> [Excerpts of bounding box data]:
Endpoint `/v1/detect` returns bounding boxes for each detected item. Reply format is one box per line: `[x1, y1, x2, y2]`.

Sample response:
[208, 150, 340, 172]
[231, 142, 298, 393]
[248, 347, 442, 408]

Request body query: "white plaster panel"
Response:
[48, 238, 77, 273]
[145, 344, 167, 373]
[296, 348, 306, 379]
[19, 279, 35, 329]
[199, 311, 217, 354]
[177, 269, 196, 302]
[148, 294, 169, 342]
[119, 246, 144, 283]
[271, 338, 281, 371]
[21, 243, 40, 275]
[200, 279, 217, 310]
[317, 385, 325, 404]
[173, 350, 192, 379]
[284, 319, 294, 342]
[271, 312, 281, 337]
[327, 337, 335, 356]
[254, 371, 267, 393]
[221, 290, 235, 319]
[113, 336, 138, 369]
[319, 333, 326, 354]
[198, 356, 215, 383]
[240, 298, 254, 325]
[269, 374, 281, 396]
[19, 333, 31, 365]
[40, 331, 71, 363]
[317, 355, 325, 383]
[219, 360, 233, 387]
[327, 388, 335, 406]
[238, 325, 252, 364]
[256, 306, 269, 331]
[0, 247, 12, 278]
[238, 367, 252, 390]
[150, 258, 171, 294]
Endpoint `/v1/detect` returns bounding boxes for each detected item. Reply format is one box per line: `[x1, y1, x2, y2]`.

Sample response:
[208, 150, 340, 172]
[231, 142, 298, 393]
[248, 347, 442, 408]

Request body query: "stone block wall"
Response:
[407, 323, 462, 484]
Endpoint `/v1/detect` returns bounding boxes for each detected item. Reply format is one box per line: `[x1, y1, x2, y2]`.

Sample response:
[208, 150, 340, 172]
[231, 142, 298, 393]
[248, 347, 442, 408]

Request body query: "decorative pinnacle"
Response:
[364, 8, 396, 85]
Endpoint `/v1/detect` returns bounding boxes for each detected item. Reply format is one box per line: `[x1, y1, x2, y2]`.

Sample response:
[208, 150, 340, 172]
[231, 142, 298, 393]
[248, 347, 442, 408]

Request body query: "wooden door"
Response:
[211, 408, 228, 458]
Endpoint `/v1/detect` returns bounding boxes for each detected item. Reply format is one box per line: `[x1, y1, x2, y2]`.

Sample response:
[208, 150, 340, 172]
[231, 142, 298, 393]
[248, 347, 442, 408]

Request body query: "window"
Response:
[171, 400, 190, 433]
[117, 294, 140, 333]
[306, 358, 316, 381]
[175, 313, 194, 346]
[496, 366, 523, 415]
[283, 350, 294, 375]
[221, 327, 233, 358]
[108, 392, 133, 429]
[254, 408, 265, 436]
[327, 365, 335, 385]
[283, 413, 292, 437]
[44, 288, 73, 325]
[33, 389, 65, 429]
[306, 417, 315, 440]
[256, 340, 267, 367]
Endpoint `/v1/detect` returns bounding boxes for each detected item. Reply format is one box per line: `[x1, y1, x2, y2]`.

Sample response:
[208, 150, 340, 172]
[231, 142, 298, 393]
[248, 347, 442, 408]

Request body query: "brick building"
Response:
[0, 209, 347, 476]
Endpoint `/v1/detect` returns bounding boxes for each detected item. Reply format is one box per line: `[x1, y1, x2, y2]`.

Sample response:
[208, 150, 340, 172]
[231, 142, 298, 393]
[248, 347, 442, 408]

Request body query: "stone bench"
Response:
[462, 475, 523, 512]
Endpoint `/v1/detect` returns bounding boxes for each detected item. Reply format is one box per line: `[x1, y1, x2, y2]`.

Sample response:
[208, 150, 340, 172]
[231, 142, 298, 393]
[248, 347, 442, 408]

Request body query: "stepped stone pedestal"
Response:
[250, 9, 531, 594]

==

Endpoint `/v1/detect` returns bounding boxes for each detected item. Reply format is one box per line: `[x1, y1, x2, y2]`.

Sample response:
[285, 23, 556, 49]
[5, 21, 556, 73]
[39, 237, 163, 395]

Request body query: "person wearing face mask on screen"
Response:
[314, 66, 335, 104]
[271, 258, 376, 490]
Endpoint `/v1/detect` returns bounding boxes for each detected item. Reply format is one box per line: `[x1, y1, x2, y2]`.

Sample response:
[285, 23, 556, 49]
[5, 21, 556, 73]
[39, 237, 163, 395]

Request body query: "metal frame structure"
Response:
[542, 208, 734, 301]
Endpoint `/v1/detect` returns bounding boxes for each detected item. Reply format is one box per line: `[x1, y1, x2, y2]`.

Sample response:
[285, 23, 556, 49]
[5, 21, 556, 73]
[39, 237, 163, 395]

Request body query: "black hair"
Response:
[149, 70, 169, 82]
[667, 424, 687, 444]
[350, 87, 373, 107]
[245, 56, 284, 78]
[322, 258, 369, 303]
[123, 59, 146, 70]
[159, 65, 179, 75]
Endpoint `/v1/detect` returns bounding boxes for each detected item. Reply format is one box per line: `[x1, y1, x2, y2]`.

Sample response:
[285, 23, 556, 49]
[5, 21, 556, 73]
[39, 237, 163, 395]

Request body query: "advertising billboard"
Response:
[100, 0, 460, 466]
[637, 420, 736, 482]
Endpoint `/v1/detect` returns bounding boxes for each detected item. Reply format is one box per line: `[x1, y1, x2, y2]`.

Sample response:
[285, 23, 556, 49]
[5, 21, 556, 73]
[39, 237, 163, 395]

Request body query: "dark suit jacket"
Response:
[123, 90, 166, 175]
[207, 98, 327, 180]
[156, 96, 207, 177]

> [Task brief]: Gather every line of the records above that contains the word "stone" and copy each one out.

> [Exercise output]:
Request body query: "stone block wall"
Request body query: "stone bench"
Request body query: "stepped stone pedestal"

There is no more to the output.